Written instruction |
Write out, character for character, the line containing "One marker serves each instance of the red notebook." and all lines after it up to the end of the listing.

Materials provided |
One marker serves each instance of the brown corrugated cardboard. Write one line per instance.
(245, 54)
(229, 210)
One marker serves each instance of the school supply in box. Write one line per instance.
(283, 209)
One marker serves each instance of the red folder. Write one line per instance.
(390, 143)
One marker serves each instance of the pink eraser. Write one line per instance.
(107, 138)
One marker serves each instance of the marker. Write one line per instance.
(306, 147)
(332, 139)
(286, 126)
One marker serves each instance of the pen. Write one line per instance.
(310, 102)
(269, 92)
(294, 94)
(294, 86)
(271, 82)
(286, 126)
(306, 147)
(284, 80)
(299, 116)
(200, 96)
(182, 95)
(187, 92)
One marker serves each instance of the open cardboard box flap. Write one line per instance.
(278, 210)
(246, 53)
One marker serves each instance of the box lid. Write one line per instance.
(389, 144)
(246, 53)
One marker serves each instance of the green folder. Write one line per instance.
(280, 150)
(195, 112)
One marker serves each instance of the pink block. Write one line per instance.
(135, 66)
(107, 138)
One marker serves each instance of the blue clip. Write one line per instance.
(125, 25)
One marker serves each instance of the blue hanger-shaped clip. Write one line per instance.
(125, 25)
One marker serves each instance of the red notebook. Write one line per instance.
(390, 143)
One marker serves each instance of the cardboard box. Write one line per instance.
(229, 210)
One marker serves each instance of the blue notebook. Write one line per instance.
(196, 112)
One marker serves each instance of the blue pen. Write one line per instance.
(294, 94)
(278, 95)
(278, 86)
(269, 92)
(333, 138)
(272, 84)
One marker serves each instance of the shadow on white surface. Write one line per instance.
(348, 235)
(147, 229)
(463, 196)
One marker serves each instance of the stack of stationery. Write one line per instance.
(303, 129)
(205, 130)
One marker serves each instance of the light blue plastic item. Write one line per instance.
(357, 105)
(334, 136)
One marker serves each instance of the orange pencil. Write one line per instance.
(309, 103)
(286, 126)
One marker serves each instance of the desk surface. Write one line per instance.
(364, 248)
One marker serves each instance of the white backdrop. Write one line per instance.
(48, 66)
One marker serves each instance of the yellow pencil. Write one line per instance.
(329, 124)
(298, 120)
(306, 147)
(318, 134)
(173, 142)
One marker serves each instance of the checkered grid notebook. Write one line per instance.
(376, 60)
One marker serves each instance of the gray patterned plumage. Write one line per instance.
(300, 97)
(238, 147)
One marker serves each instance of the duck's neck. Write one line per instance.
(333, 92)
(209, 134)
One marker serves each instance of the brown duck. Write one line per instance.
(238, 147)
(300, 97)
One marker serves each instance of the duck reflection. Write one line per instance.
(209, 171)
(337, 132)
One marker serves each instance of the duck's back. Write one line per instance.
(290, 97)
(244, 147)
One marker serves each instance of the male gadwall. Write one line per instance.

Correct response |
One marker serves each instance of the red notebook. Write one line per instance.
(390, 143)
One marker serves each instance of the cardboard box. Write one line per instance.
(229, 210)
One marker serves each instance of the blue notebook. Write one line per instance.
(196, 112)
One marker serves each instance of the blue pen. Write one line per instance.
(294, 94)
(278, 95)
(278, 86)
(269, 92)
(333, 138)
(272, 84)
One marker serves each instance of the shadow on white surface. Write one line per instance.
(348, 235)
(147, 229)
(463, 196)
One marker serves each instance of the stack of stationery. Write one line per instance.
(303, 129)
(205, 130)
One marker serves each instance of the light blue plastic item. Write one line per instance.
(357, 105)
(334, 136)
One marker serves each instance of the orange pencil. Write one line per instance.
(309, 103)
(286, 126)
One marker serves each instance of the desk surface. Write one line per instance.
(364, 248)
One marker serves each instance of the white backdrop. Write one line per instance.
(48, 66)
One marker serves each instance of the yellow pencil. Write one line per instance.
(329, 124)
(298, 120)
(306, 147)
(318, 134)
(173, 142)
One marker serves each instance of the checkered grid notebook. Write one line per instance.
(376, 60)
One marker serves each instance of the gray patterned plumage. Write one line per instance.
(300, 97)
(238, 147)
One marker serves each instance of the duck's neck. Write one line per instance.
(333, 92)
(209, 134)
One marker serves each instance of the brown duck. Write one line per instance.
(238, 147)
(300, 97)
One marker serves each instance of the duck reflection. Write one line per instance.
(209, 171)
(337, 132)
One marker serves each instance of the duck's back. Write one line per instance.
(290, 97)
(244, 147)
One marker serves each instance of the male gadwall. Write one line per instance.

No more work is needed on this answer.